::: Recorded data :::

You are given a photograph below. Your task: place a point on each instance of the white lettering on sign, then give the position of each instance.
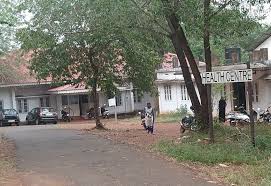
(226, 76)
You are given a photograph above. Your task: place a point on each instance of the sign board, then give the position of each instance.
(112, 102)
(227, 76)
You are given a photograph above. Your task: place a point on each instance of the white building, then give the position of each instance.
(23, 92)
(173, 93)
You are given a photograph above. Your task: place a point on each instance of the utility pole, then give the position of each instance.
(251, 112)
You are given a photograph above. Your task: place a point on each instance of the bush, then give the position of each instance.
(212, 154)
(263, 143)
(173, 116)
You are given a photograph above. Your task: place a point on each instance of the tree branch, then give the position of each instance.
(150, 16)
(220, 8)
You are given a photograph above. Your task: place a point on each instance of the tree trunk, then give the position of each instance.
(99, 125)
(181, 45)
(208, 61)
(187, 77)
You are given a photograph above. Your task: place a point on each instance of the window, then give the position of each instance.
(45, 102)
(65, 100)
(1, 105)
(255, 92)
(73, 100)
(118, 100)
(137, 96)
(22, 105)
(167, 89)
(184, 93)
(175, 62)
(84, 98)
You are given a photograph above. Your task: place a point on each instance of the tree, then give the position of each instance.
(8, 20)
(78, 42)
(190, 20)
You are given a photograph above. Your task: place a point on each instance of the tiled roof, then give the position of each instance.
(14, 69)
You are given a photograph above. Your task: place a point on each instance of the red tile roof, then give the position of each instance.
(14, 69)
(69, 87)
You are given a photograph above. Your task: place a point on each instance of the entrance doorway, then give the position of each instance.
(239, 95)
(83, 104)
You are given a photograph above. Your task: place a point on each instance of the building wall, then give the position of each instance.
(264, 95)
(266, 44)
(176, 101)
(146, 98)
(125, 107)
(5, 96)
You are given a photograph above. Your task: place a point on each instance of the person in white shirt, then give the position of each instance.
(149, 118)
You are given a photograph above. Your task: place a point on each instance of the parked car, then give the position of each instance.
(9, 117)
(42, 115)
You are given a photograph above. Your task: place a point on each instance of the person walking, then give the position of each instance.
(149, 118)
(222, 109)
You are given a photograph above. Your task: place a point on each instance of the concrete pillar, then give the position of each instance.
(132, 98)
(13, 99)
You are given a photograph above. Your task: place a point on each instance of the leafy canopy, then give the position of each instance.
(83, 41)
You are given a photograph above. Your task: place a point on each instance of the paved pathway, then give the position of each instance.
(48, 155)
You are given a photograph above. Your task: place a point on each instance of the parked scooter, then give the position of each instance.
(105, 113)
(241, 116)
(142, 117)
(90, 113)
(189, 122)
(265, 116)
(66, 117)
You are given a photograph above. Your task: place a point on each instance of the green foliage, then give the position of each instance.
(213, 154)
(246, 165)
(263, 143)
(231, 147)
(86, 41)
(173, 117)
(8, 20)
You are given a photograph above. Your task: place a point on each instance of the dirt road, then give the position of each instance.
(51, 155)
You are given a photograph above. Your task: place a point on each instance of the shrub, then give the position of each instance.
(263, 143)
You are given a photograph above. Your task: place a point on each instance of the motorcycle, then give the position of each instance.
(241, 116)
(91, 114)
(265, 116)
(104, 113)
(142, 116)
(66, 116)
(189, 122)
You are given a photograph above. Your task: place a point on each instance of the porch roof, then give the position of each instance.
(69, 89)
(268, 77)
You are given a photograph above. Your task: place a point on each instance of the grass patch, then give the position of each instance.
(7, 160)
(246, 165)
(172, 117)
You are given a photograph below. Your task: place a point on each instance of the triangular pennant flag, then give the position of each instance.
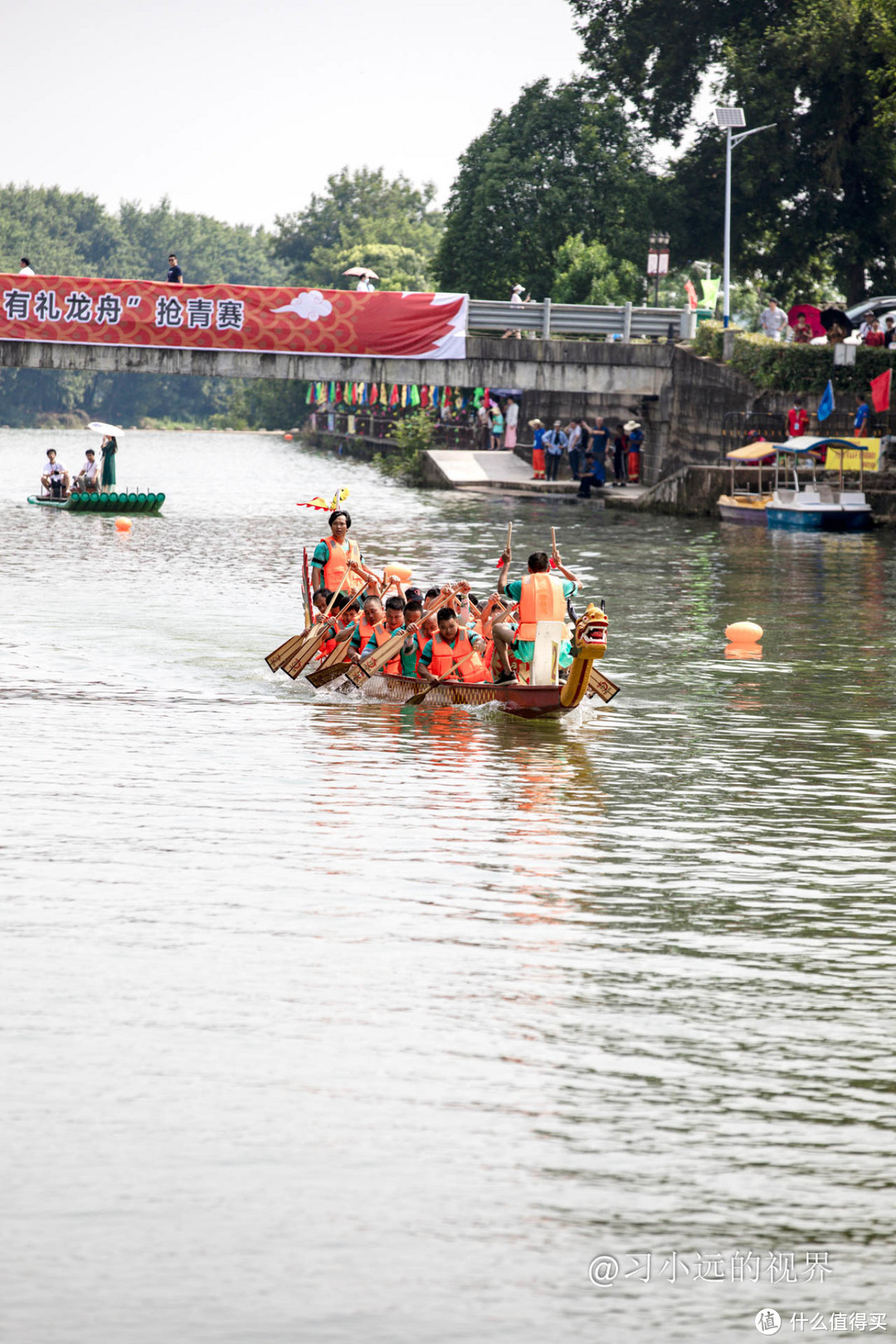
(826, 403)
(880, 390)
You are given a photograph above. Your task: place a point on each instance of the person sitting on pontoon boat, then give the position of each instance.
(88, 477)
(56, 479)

:::

Begin at the line that contains "of the porch" and stop after the last of the rows, then rewrite those lines with "grass patch" swapped for "lawn" and everything else left unchanged. Leave the pictures out of your answer.

» **Solution to this task**
You are given a photograph above. Your task: place a point on each instance of the porch roof, then give the position of each instance.
(69, 89)
(268, 77)
You are given a photograph above. Your task: place a point on each instance of the lawn, then give the position of each instance.
(7, 160)
(246, 165)
(172, 117)
You are given a photograph below. Your task: place a point on each instance of the triangular pennant flag, then give the position of each instance.
(826, 403)
(880, 390)
You are given a photograph above. Your task: place a point on each instance of the person sitting on pontoon boat, then give the position of each instance.
(88, 477)
(56, 479)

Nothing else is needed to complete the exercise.